# Passage provided
⟨

# E Brake Bang



## Shortyno10 (Dec 25, 2009)

hey guys. is the e brake suppost to engage like a normal one nice and smooth? cause when im goin 3mph or faster and pull the e brake its bangs and jerks the car when it barely starts to engage. also, im hearing some kind of metal rubbing sound from the right rear of the car. i took the wheel off to inspect and didnt find anything out of the norm. the brake pads were brand new. maybe its the e brake shoes, but the rotor looks heat spotted pretty bad. any suggestions?


----------



## 6point0 goat (Aug 1, 2009)

yeah i guess thats normal for the e-brakes cuz mine does the same thing. as u pull it up, even if its REALLY slowly, it engages at one time not gradually like most cars. and as for the metal rubbing noise, i hear it to but i can tell if its from the front or the rear or which side its comin from. i wonder wat it is but i dont think its a major problem because it doesnt feel like the car is trying to be dragged to stop or anything wen i roll at around 5 mph. anyone got any ideas??


----------



## AlaGreyGoat (Jul 6, 2006)

I think ours are Parking Brakes, not Emergency Brakes,
They look like they were made for a golf cart, not a
3700 lb Hot Rod.

Larry


----------



## Shortyno10 (Dec 25, 2009)

so i guess it is normal it to bang when it engages. are the pads prone to dragging? it also seems like only the right rear parking brake is working


----------



## Razz2o4 (Dec 5, 2006)

Its all or nothing. Not like those front wheel drive cars where you can pull to the pressure you want trying to do some drifting. Just like AlaGreyGoat said


----------



## Shortyno10 (Dec 25, 2009)

i spose eh. well thanks guys


----------



## MTUGTO (Jan 22, 2010)

Yeah, I pulled the parking brake twice while rolling, never again. It's almost like theres a ton of rust in there and theres a severe lack of modulation left. Never had a manual trans car act like the gto to. I was religious about using the parking brake in the past, to keep it from rusting up and what not, but I've gone back to just parking in first to avoid that plague.


----------

⟩

# Records
⟨

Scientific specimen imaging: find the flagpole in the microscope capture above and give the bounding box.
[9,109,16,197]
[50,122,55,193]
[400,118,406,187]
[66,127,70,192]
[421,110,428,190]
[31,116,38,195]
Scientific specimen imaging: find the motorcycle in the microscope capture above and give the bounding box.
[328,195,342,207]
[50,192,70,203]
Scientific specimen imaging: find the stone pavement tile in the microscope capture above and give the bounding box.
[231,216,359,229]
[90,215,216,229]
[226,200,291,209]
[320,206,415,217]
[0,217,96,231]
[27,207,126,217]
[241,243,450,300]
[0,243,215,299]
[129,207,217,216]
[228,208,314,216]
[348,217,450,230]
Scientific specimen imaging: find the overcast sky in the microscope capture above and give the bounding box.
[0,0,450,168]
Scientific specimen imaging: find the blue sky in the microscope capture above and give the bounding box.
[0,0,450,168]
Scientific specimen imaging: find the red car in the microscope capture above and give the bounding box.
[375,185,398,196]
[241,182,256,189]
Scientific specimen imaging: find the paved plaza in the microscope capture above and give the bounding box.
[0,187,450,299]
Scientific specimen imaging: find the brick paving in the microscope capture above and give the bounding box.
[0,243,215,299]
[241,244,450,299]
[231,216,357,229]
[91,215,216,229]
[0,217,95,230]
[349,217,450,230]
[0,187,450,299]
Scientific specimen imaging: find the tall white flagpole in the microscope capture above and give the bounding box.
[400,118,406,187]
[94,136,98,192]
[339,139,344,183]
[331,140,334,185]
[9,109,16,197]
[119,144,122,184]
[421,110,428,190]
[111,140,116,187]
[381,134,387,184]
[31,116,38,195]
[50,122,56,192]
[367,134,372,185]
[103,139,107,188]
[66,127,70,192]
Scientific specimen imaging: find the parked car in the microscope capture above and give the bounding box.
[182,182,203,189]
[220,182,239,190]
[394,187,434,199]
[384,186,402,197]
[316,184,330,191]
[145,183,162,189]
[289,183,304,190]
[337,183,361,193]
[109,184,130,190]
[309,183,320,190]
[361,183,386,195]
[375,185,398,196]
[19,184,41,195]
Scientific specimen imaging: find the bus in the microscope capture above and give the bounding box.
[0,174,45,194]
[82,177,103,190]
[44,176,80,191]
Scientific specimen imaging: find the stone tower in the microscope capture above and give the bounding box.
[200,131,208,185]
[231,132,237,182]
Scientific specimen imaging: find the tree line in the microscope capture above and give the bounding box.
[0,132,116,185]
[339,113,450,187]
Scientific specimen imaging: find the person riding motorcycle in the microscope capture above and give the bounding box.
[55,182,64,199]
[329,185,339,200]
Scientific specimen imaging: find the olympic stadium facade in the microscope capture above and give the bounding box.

⟩

# What the task requires
Answer these questions from the e-brake thread:
1. What weight does AlaGreyGoat give for the car?
2. Which parking brake does Shortyno10 say seems to be the only one working?
3. What does MTUGTO now do instead of using the parking brake?

# Written response
1. 3700 lb.
2. The right rear parking brake.
3. MTUGTO parks in first gear.